- Problem to work on
Retype, without changes, every line from the line that contains "Tag the bus front" through the final line of the records. Exclude pictures.

- Supplied information
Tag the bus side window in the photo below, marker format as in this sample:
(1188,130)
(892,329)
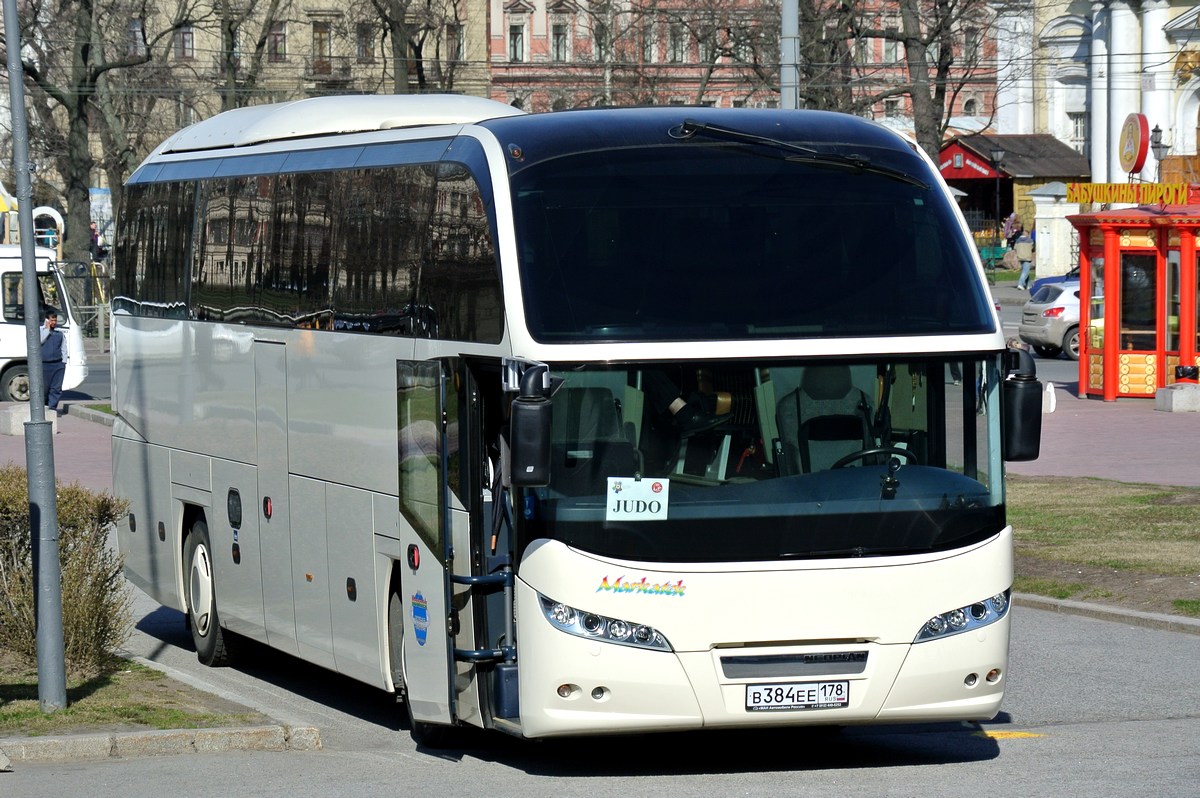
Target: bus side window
(13,304)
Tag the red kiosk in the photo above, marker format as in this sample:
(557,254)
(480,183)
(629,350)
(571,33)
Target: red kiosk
(1138,276)
(1139,298)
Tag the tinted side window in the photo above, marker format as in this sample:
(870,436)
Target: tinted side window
(461,286)
(151,256)
(403,250)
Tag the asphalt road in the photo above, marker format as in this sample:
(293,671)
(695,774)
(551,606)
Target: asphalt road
(1093,708)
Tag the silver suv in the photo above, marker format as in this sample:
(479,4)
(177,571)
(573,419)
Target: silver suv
(1050,321)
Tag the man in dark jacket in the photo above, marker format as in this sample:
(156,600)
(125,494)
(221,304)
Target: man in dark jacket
(54,359)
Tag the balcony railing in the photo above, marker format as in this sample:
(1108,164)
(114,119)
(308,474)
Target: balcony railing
(327,67)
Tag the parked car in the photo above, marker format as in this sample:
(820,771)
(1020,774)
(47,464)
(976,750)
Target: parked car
(1050,321)
(1056,279)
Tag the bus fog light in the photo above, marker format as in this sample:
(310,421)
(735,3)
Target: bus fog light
(593,624)
(562,615)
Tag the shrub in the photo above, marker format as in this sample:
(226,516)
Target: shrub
(96,600)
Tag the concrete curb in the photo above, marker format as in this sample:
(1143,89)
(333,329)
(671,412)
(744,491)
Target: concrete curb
(88,414)
(1113,615)
(89,748)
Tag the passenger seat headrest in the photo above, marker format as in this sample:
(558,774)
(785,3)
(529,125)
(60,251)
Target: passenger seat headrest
(826,382)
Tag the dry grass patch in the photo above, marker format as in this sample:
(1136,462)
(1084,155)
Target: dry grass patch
(1103,523)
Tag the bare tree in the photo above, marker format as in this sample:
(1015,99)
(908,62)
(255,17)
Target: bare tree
(70,47)
(943,51)
(239,72)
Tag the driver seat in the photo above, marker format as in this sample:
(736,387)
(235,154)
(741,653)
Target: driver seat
(822,420)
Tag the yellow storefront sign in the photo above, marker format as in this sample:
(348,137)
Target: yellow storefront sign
(1133,193)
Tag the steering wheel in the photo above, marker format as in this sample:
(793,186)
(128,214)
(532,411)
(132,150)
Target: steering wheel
(907,454)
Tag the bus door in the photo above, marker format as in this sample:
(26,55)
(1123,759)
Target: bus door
(274,505)
(425,540)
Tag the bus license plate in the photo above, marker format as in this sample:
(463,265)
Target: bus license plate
(797,695)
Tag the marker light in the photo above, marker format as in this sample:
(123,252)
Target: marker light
(961,619)
(601,628)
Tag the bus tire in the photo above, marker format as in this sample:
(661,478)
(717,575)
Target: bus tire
(213,646)
(15,384)
(424,735)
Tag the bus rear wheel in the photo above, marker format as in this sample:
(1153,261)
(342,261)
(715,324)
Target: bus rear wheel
(425,735)
(15,385)
(213,646)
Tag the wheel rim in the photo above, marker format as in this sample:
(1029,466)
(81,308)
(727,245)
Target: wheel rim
(201,589)
(19,388)
(396,640)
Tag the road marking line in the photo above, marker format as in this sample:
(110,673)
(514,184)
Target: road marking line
(1009,736)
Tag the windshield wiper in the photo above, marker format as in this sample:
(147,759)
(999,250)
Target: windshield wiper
(690,127)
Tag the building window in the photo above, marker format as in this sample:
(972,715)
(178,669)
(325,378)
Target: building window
(185,43)
(185,113)
(454,42)
(277,42)
(972,46)
(137,43)
(891,46)
(676,45)
(863,52)
(364,43)
(1078,135)
(516,42)
(322,48)
(558,42)
(600,40)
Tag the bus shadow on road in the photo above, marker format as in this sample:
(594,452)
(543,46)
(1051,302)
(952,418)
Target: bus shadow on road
(756,750)
(283,671)
(781,749)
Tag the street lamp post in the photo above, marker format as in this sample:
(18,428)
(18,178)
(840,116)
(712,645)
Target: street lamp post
(997,157)
(1159,150)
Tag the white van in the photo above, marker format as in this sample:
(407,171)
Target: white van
(13,343)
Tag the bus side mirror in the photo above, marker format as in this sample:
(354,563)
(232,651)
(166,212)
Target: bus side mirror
(1021,408)
(529,431)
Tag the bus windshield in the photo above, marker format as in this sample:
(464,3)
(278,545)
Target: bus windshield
(767,461)
(700,240)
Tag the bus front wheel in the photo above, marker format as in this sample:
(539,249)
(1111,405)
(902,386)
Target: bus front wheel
(425,735)
(211,642)
(15,384)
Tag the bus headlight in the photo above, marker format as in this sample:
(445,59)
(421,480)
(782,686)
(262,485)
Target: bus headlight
(593,627)
(960,619)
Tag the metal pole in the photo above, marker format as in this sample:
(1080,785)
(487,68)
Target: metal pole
(790,54)
(1000,235)
(43,509)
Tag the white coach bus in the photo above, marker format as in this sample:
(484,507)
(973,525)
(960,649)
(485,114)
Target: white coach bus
(611,420)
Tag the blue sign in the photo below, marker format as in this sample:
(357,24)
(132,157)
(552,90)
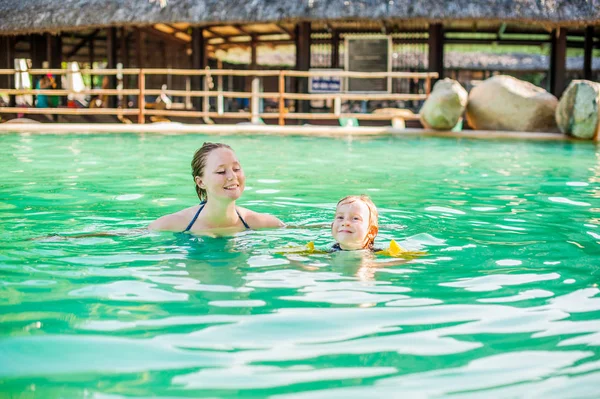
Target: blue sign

- Exercise output
Tag the bus front wheel in the photo above, marker format as in this sample:
(539,249)
(1111,405)
(902,386)
Target: bus front wheel
(425,735)
(211,642)
(15,384)
Tag the bus headlight in the photo above, marker format as in this sample:
(445,59)
(421,480)
(782,686)
(262,485)
Target: bus headlight
(593,627)
(960,619)
Tag the metal pole in the photo above, marker format as in this sample:
(1080,785)
(487,68)
Target: metal pole
(790,54)
(1000,235)
(43,509)
Tag the white coach bus in the photo above, marker format as in this sample:
(484,507)
(973,525)
(960,649)
(485,114)
Target: white coach bus
(611,420)
Tag the blue sign in the photo below, marker format as in this sample:
(357,24)
(132,157)
(552,90)
Target: blue sign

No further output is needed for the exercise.